[Entries from a dataset]
------------------------------------------------------------

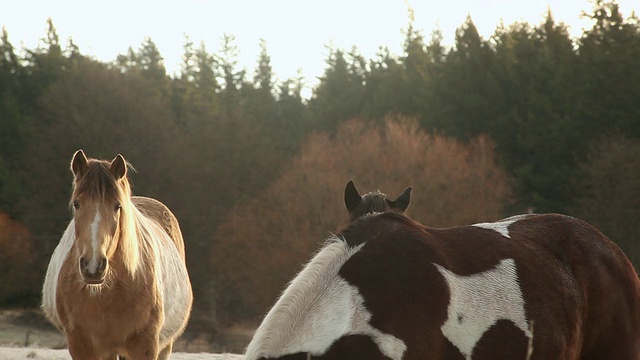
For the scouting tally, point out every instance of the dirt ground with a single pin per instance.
(29, 329)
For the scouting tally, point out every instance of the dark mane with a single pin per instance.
(373, 202)
(367, 227)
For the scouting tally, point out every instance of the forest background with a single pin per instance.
(527, 120)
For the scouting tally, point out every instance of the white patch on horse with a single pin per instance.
(49, 288)
(318, 308)
(478, 301)
(92, 267)
(501, 226)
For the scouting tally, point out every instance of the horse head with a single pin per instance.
(372, 202)
(100, 191)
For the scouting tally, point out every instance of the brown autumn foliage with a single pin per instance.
(611, 201)
(265, 241)
(17, 258)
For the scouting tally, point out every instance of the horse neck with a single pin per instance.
(131, 246)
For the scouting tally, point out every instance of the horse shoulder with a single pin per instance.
(50, 286)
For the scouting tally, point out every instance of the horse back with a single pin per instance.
(580, 293)
(160, 213)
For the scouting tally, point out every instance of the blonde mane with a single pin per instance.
(99, 184)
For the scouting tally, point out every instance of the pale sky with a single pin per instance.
(295, 31)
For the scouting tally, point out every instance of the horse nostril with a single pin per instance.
(102, 265)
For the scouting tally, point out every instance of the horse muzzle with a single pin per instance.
(93, 271)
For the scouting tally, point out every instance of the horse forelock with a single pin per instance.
(98, 184)
(372, 202)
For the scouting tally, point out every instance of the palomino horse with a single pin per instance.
(374, 201)
(117, 283)
(387, 287)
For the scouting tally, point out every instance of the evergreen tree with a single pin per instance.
(610, 72)
(340, 94)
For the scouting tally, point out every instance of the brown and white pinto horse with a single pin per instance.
(372, 202)
(117, 283)
(387, 287)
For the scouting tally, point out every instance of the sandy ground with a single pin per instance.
(27, 335)
(50, 354)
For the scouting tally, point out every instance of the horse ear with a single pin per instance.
(118, 167)
(402, 202)
(351, 196)
(78, 163)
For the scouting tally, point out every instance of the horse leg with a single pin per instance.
(143, 347)
(166, 352)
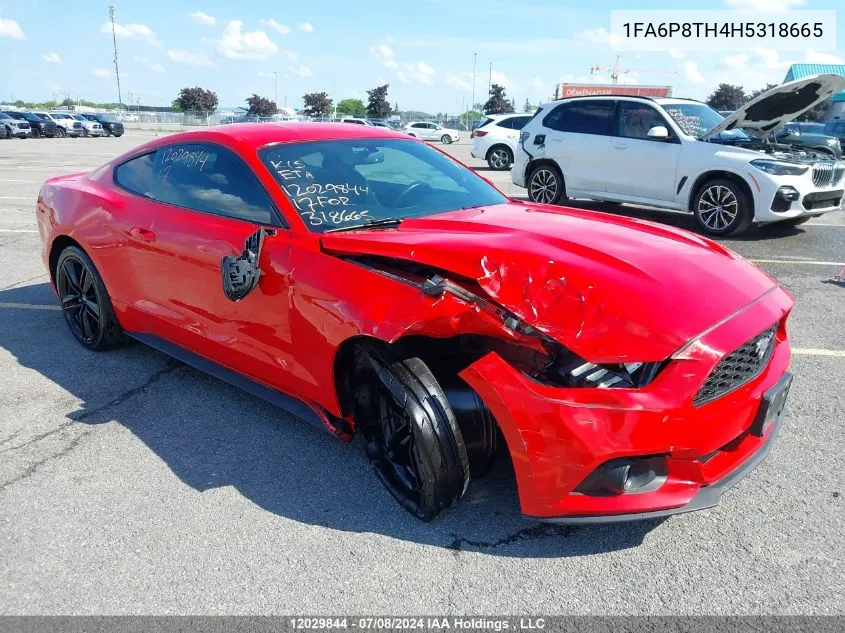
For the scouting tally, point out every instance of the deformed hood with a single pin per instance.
(611, 289)
(781, 104)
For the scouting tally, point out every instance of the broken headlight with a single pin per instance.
(570, 370)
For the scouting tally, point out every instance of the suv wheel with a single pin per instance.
(722, 208)
(500, 158)
(545, 185)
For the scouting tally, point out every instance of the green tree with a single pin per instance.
(727, 97)
(195, 100)
(377, 104)
(351, 107)
(498, 102)
(317, 104)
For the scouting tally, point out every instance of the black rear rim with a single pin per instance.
(80, 303)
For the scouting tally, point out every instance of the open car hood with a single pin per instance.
(611, 289)
(781, 104)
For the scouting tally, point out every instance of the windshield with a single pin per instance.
(345, 183)
(696, 119)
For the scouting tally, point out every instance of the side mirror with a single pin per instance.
(658, 133)
(240, 274)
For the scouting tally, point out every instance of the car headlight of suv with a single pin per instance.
(777, 168)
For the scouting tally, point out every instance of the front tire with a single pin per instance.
(412, 437)
(85, 302)
(545, 185)
(500, 158)
(721, 208)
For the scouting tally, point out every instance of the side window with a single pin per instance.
(636, 119)
(136, 175)
(590, 117)
(212, 179)
(555, 119)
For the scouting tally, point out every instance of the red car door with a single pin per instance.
(202, 204)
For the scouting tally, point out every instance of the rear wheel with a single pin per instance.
(721, 207)
(85, 303)
(500, 158)
(412, 437)
(545, 185)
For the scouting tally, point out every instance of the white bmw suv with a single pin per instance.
(681, 154)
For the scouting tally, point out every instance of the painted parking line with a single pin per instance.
(805, 262)
(29, 306)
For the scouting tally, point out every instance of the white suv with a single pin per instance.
(683, 155)
(495, 140)
(428, 131)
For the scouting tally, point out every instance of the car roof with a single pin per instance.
(256, 135)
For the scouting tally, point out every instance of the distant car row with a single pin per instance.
(22, 124)
(424, 130)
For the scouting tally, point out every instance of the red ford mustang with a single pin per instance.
(367, 281)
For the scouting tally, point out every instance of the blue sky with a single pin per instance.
(53, 48)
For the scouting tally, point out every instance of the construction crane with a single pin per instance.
(615, 71)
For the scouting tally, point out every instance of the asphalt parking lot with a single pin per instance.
(131, 484)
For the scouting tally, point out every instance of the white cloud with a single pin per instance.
(815, 57)
(599, 36)
(736, 61)
(692, 73)
(771, 58)
(10, 28)
(145, 61)
(237, 44)
(418, 72)
(300, 70)
(274, 24)
(190, 59)
(460, 82)
(132, 31)
(775, 6)
(198, 17)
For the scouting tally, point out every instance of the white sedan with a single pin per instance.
(429, 131)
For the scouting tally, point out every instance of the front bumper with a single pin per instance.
(803, 199)
(557, 437)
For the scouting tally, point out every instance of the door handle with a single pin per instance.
(142, 233)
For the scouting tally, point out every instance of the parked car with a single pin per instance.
(89, 127)
(496, 139)
(110, 125)
(12, 126)
(428, 131)
(667, 153)
(798, 135)
(39, 126)
(836, 128)
(65, 124)
(633, 370)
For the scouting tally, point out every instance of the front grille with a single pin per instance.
(738, 367)
(822, 200)
(823, 174)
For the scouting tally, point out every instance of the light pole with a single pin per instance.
(474, 60)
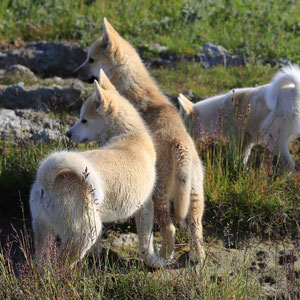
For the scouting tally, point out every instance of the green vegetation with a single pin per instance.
(208, 82)
(118, 280)
(244, 201)
(268, 29)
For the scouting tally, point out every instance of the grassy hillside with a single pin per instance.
(250, 201)
(268, 29)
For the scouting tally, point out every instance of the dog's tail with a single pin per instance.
(185, 105)
(60, 163)
(287, 75)
(183, 181)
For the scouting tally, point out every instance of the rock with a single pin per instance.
(46, 59)
(125, 240)
(212, 55)
(21, 72)
(41, 97)
(28, 124)
(158, 48)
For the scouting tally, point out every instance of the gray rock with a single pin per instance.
(125, 240)
(159, 48)
(46, 59)
(28, 124)
(212, 55)
(41, 97)
(19, 71)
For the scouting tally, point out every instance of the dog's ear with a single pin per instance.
(105, 83)
(186, 106)
(100, 98)
(109, 34)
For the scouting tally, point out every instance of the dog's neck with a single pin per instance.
(138, 87)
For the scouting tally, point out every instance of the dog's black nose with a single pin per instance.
(69, 134)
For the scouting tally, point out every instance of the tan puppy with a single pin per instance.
(75, 192)
(179, 170)
(271, 114)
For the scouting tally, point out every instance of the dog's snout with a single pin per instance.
(69, 134)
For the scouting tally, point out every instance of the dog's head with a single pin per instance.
(95, 114)
(105, 53)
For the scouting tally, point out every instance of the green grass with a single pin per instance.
(208, 82)
(254, 28)
(117, 280)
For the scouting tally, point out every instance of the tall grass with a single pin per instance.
(103, 279)
(254, 28)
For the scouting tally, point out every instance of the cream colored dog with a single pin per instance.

------------------------------------------------------------

● **INSTRUCTIONS TO FOLLOW**
Output an exact copy of the material, with the pictures removed.

● **RESPONSE BELOW**
For the scouting tally, point out every instance of the dirt ground with a single pin per instance.
(29, 329)
For the scouting tally, point out every instance of the dark mane with a single pin per instance.
(373, 202)
(367, 227)
For the scouting tally, point out every instance of the forest background with a single pin per instance.
(527, 120)
For the scouting tally, point out every instance of the white patch on horse with a single pin per instance.
(49, 288)
(318, 308)
(478, 301)
(92, 267)
(501, 226)
For the scouting tally, point out every instance of the horse head with a single pin per instance.
(372, 202)
(100, 191)
For the scouting tally, point out every instance of the brown autumn foliage with a single pin per instance.
(611, 201)
(265, 241)
(17, 258)
For the scouting tally, point out every instance of the horse neck with a single pin per instance.
(131, 246)
For the scouting tally, point out every instance of the horse shoulder with a single pin per instance.
(50, 286)
For the scouting tally, point out every instance of the horse back with a single pin per instance.
(580, 293)
(160, 213)
For the scouting tally, point out every instance of the blonde mane with a single pin per instance.
(99, 184)
For the scouting tally, point out every instance of the pale sky with a single pin per instance.
(295, 31)
For the scouting tally, point out every instance of the horse nostril with a single pin per instance.
(102, 265)
For the scouting tally, point out every instance of the horse muzzle with a single pin per instance.
(93, 271)
For the scouting tally, point out every instance of the horse forelock with a single pin per instance.
(98, 184)
(372, 202)
For the scouting tally, point out every instance of the palomino horse with a single pin per instance.
(374, 201)
(117, 283)
(387, 287)
For the scouting tally, point out every instance of the evergreen tree with a single pin per instance.
(610, 72)
(340, 94)
For the scouting tally, point out every instance of the brown and white pinto horse with a single pin per instance.
(372, 202)
(117, 283)
(387, 287)
For the scouting tally, point out every instance of the sandy ground with a single pin per instance.
(27, 335)
(50, 354)
For the scouting tally, point out every instance of the horse ear with a single pin per instance.
(118, 167)
(402, 202)
(351, 196)
(78, 163)
For the scouting tally, point out every instance of the horse leg with a single pin per instance.
(143, 347)
(166, 352)
For the scouting tally, point out every instance of the deformed hood with a single pin per instance.
(611, 289)
(781, 104)
For the scouting tally, point out every instance of the broken headlight with a single pin per instance.
(570, 370)
For the scouting tally, point out every instance of the suv wheel with a single pin per instance.
(722, 208)
(500, 158)
(545, 185)
For the scouting tally, point out every instance of the green tree with a single pin per instance.
(727, 97)
(195, 100)
(377, 104)
(351, 107)
(498, 102)
(317, 104)
For the scouting tally, point out every instance of the black rear rim with a single pin per instance.
(80, 303)
For the scouting tally, point out every instance of the open car hood with a single pin per instance.
(611, 289)
(781, 104)
For the scouting tally, point out every instance of the windshield with a single pin per instance.
(345, 183)
(696, 119)
For the scouting tally, point out every instance of the side mirror with a single pin per instance.
(658, 133)
(240, 274)
For the scouting tally, point out every instance of the car headlight of suv with a single pin per instance.
(777, 168)
For the scouting tally, point out every instance of the front tire with a single pin per instance.
(412, 437)
(85, 302)
(545, 185)
(500, 158)
(721, 208)
For the scouting tally, point out every instance of the side window with a single pin per instance.
(636, 119)
(136, 175)
(590, 117)
(212, 179)
(555, 119)
For the scouting tally, point out every instance of the red car door with a single pin per instance.
(202, 204)
For the scouting tally, point out every instance of the rear wheel with a single pin per instance.
(721, 207)
(85, 303)
(500, 158)
(412, 437)
(545, 185)
For the scouting tally, point out every instance of the white bmw suv with a single pin per instance.
(681, 154)
For the scouting tally, point out every instance of the painted parking line with a single pin per instance.
(805, 262)
(29, 306)
For the scouting tally, point out every instance of the white suv with a single pin per instance.
(683, 155)
(495, 140)
(428, 131)
For the scouting tally, point out every instance of the car roof with a single pin per instance.
(256, 135)
For the scouting tally, point out every instance of the distant car row with a single pin per instance.
(22, 124)
(424, 130)
For the scouting tally, point out every instance of the red ford mustang with a single pin per instance.
(367, 281)
For the scouting tally, point out every instance of the blue sky with a single pin per instance.
(53, 48)
For the scouting tally, point out every instance of the construction crane with a single pin per instance.
(615, 71)
For the scouting tally, point out every instance of the asphalt parking lot with a single pin per instance.
(131, 484)
For the scouting tally, point out every instance of the white cloud with a single pin per instance.
(815, 57)
(599, 36)
(736, 61)
(692, 73)
(771, 58)
(10, 28)
(145, 61)
(237, 44)
(418, 72)
(300, 70)
(274, 24)
(190, 59)
(460, 82)
(132, 31)
(775, 6)
(198, 17)
For the scouting tally, point out every instance of the white sedan with a single pin per instance.
(429, 131)
For the scouting tally, point out every instance of the front bumper with a single pin per instance.
(803, 199)
(557, 437)
For the scouting tally, point out every instance of the door handle with a single pin per instance.
(142, 233)
For the scouting tally, point out every instance of the parked car with a single pin per instance.
(89, 127)
(496, 139)
(110, 125)
(12, 126)
(428, 131)
(667, 153)
(798, 135)
(39, 126)
(836, 128)
(65, 124)
(633, 370)
For the scouting tally, point out every instance of the front grille with a single pin per instance.
(738, 367)
(822, 200)
(823, 174)
For the scouting tally, point out every instance of the light pole with a single pin per instance.
(474, 60)
For the scouting tally, point out every instance of the green vegetation with a single pin per instance.
(208, 82)
(118, 280)
(244, 201)
(268, 29)
For the scouting tally, point out every instance of the grassy hillside with a single pin per instance.
(250, 201)
(268, 29)
For the scouting tally, point out every instance of the dog's tail with a single pin per instance.
(185, 105)
(60, 163)
(287, 75)
(183, 181)
For the scouting tally, point out every instance of the rock with a single pin per instance.
(46, 59)
(125, 240)
(212, 55)
(21, 72)
(41, 97)
(28, 124)
(158, 48)
For the scouting tally, point out every instance of the gray rock with a single pin per instance.
(125, 240)
(159, 48)
(46, 59)
(28, 124)
(212, 55)
(41, 97)
(19, 71)
For the scouting tally, point out every instance of the dog's ear with a single pin per instance.
(105, 83)
(186, 106)
(100, 98)
(109, 34)
For the scouting tally, point out every instance of the dog's neck with a single pin per instance.
(138, 87)
For the scouting tally, point out every instance of the dog's black nose with a single pin per instance.
(69, 134)
For the scouting tally, point out every instance of the tan puppy with a single pin per instance.
(75, 192)
(179, 170)
(271, 114)
For the scouting tally, point out every instance of the dog's snout with a single pin per instance.
(69, 134)
For the scouting tally, point out every instance of the dog's head with a single pin per instance.
(95, 114)
(105, 53)
For the scouting tally, point out every instance of the green grass with a single pin per instance.
(208, 82)
(254, 28)
(117, 280)
For the scouting tally, point out every instance of the tall grass with a single pin per instance.
(103, 279)
(254, 28)
For the scouting tally, point out every instance of the cream colored dog with a single pin per instance.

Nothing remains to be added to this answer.